Collected data entries:
*** Begin section ***

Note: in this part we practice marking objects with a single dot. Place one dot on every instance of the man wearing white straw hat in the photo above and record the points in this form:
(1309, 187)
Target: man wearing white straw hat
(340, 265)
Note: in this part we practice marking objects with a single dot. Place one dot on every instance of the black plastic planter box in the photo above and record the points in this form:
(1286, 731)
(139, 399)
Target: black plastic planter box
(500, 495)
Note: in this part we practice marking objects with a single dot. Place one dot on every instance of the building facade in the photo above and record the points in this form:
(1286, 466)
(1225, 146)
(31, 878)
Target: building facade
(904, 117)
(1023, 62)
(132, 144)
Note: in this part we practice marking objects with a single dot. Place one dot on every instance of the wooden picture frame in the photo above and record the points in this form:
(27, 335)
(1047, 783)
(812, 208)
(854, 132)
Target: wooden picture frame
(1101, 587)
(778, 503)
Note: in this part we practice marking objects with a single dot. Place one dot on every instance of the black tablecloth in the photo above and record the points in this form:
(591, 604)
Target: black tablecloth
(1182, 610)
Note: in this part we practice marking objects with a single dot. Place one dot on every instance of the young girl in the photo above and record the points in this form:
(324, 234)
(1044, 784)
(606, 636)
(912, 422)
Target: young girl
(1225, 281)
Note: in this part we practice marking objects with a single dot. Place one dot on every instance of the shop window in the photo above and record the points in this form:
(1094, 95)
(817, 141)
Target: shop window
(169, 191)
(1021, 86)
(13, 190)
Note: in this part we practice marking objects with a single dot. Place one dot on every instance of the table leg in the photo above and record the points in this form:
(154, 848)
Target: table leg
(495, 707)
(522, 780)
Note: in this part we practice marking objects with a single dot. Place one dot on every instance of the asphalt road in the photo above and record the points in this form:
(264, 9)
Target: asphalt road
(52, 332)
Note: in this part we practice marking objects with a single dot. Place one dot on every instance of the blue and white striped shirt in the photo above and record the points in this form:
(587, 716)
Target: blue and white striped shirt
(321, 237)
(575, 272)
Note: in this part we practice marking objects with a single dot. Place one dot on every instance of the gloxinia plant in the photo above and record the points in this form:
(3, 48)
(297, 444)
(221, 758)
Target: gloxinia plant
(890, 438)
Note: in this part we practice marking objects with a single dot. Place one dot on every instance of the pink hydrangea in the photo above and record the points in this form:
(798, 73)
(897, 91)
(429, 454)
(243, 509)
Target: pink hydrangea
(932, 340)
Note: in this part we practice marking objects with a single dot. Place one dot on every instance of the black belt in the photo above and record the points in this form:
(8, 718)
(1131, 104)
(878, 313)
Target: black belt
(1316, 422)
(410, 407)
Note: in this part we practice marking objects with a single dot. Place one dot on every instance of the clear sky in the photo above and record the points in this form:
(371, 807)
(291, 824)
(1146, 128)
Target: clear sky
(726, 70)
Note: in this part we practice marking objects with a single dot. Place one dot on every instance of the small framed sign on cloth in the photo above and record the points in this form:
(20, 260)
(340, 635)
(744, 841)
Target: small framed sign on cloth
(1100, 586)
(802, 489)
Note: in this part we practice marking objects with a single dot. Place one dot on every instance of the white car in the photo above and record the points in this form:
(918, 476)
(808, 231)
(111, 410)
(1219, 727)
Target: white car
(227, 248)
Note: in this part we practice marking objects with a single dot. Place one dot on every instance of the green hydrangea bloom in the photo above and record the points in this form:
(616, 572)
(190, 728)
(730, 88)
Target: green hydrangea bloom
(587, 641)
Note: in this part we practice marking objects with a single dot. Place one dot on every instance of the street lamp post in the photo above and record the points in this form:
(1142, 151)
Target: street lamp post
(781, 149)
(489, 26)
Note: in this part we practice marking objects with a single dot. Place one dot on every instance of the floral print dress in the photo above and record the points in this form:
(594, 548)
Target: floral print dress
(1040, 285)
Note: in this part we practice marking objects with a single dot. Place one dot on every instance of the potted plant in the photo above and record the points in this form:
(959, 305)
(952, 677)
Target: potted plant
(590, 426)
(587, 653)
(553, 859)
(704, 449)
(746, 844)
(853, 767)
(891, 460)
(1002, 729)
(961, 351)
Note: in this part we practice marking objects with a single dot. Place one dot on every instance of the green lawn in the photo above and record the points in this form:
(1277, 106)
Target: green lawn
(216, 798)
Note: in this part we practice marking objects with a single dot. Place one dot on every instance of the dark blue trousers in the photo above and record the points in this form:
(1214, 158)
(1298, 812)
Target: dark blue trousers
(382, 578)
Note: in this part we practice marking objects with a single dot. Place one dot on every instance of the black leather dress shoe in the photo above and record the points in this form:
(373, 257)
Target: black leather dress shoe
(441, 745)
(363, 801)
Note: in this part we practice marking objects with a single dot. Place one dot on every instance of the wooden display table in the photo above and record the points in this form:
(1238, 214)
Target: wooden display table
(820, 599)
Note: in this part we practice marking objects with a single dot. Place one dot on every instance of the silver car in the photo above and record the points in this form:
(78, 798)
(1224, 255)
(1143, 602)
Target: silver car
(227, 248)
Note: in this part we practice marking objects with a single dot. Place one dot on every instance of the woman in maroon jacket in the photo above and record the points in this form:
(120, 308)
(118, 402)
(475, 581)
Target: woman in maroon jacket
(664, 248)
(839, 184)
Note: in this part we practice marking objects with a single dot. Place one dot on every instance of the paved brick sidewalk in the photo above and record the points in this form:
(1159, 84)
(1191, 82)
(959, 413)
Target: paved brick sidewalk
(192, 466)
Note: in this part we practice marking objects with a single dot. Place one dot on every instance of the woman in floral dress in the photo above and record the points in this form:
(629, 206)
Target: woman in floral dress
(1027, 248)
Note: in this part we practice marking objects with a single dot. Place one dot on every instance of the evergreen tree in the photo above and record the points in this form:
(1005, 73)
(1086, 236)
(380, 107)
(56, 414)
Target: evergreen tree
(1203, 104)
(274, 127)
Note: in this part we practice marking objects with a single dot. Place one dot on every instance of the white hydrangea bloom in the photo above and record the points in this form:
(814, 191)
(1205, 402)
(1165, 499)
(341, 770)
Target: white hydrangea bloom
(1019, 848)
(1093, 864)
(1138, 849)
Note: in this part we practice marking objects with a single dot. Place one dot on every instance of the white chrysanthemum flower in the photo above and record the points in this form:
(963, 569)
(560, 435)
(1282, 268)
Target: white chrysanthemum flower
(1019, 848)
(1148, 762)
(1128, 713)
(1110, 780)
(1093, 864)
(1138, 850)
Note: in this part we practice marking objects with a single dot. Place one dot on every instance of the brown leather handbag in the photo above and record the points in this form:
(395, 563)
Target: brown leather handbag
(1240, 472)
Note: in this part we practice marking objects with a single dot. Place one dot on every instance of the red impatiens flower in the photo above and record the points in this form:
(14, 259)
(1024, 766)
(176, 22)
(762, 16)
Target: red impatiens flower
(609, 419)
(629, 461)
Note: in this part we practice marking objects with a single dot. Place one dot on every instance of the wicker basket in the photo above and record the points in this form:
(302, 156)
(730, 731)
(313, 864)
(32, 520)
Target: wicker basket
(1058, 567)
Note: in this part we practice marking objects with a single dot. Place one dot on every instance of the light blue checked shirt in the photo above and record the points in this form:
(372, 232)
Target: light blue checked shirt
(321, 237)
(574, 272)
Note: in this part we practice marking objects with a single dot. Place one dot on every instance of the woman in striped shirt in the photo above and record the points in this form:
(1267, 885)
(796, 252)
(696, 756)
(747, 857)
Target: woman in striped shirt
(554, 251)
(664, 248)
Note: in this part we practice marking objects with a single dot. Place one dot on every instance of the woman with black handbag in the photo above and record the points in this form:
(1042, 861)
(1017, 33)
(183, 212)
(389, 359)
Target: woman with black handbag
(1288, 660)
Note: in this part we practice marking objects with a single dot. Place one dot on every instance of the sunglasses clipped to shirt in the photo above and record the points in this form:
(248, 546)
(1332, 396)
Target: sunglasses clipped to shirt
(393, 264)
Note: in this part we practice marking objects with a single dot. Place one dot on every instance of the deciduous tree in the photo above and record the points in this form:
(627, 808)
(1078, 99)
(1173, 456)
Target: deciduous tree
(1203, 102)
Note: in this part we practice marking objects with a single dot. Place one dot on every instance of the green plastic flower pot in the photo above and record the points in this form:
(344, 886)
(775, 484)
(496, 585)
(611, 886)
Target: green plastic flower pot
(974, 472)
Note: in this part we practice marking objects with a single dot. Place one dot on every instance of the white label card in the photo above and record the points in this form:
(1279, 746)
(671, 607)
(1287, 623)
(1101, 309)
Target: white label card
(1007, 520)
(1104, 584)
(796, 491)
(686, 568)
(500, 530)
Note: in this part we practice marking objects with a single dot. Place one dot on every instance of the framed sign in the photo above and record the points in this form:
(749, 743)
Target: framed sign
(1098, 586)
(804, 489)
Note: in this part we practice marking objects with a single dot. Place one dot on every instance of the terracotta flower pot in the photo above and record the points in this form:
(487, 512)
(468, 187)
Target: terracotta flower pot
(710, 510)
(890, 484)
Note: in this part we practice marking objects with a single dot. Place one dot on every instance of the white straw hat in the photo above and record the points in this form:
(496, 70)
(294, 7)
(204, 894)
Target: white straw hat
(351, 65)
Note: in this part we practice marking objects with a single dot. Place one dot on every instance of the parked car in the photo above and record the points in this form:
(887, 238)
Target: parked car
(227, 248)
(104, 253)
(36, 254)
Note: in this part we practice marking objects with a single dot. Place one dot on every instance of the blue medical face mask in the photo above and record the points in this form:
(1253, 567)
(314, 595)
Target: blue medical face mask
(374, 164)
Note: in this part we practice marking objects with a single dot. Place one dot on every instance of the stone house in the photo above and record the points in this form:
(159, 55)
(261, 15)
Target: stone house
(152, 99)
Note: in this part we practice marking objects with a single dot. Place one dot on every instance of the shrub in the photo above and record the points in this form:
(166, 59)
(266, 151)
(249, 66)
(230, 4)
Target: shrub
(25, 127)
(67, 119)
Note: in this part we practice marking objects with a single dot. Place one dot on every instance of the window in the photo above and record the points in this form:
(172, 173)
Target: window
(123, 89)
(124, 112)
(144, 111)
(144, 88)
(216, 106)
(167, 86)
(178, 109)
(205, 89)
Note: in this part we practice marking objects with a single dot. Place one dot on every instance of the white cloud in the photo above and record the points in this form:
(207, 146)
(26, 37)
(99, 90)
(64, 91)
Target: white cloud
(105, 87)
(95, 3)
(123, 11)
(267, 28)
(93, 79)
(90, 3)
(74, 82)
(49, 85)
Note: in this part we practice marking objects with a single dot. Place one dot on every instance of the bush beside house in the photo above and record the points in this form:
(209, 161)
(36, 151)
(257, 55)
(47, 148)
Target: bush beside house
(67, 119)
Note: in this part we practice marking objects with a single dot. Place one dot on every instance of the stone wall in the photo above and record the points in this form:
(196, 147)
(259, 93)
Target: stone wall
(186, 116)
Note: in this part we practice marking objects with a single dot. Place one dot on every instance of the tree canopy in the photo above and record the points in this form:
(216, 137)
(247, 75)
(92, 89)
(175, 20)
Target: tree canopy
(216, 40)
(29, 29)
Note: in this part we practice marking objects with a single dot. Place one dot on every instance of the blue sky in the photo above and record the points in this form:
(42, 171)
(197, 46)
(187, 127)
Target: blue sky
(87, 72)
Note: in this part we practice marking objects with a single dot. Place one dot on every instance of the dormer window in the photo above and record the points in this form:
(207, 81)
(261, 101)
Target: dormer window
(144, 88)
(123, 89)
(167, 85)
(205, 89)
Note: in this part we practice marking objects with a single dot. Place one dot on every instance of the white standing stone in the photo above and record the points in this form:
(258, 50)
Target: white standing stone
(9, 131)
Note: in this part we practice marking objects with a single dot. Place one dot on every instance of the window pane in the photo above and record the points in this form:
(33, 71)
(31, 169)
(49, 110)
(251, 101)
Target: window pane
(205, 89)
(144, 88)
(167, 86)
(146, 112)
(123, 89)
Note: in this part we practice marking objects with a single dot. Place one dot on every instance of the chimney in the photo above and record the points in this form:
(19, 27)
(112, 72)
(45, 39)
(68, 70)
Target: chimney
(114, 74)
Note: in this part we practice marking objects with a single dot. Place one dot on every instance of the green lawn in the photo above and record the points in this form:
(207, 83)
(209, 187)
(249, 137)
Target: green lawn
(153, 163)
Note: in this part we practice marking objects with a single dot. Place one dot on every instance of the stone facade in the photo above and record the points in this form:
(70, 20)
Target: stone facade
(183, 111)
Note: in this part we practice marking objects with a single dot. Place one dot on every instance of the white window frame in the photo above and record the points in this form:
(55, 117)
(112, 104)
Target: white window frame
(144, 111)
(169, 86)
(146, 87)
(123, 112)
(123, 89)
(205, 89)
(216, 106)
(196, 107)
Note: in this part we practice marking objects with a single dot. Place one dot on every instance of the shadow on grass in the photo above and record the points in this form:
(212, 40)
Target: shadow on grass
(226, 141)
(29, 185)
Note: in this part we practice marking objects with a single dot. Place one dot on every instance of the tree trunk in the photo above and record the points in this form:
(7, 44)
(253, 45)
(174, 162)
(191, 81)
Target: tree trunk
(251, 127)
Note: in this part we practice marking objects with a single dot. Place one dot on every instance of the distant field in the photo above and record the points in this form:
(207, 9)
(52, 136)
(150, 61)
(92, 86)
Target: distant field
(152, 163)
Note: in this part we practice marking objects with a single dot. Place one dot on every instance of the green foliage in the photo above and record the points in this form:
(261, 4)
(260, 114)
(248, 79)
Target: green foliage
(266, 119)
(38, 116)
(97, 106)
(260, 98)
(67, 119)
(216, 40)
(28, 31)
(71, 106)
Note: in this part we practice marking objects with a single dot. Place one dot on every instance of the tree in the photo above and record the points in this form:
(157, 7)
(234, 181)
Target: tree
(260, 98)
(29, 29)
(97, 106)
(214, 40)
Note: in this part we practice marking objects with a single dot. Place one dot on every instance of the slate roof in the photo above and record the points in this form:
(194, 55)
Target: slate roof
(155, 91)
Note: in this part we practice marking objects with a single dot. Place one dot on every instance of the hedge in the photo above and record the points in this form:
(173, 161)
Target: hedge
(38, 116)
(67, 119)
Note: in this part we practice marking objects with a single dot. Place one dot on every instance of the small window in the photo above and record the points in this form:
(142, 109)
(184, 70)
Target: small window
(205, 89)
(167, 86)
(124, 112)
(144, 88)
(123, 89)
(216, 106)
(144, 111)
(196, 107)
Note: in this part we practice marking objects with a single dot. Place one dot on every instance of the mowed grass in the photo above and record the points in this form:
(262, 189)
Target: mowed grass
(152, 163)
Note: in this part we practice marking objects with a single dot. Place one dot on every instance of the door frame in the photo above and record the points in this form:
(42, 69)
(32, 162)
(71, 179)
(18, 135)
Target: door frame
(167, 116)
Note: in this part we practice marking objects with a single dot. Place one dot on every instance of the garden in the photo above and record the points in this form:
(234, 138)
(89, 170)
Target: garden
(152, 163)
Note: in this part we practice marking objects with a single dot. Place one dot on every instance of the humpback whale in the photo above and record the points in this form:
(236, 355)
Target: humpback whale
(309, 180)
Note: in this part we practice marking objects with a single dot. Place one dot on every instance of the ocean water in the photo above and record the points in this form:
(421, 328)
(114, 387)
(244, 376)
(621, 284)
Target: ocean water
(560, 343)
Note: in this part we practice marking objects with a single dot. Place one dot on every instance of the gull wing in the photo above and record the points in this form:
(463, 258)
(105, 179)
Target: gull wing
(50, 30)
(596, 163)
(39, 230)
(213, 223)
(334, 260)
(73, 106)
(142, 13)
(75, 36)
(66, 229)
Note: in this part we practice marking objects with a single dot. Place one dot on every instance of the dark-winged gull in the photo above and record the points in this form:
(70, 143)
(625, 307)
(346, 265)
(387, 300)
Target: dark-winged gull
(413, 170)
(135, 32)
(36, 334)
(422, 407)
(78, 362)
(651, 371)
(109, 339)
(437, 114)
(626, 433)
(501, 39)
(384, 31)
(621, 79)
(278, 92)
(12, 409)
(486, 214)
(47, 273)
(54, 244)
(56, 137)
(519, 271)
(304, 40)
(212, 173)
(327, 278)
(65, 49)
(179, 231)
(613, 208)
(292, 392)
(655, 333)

*** End section ***

Work task:
Copy the lines of the data above exactly as written, beginning with the line containing "the woman with" and ending with the line containing "(1101, 309)", and leave out all other lines.

Reply to the exercise:
Note: in this part we practice marking objects with a single dot. Place one dot on every instance of the woman with black handbag in the photo above and record the points in this form:
(1042, 861)
(1017, 33)
(183, 212)
(389, 359)
Target: woman with black handbag
(1288, 660)
Note: in this part we practice marking objects with a single dot. Place one dot on every instance of the sunglasses clipped to shirt in the photo above and record the points in this form:
(248, 546)
(1332, 396)
Target: sunglasses clipped to shirt
(393, 264)
Note: in this part we practice marking objects with a single dot. Place one dot on every instance of the deciduous tree in the photo above and record the points in this form:
(627, 808)
(1078, 99)
(1173, 456)
Target: deciduous tree
(1203, 102)
Note: in this part we practice marking objects with a single dot. Place one dot on every instance of the green plastic flower pot in the photo above and record the points in this form:
(344, 886)
(775, 484)
(496, 585)
(611, 886)
Target: green plastic flower pot
(974, 472)
Note: in this part we practice marking objects with a single dot. Place one dot on every instance of the white label card in the photo above and record the points in this form:
(1279, 746)
(671, 607)
(1287, 623)
(1101, 309)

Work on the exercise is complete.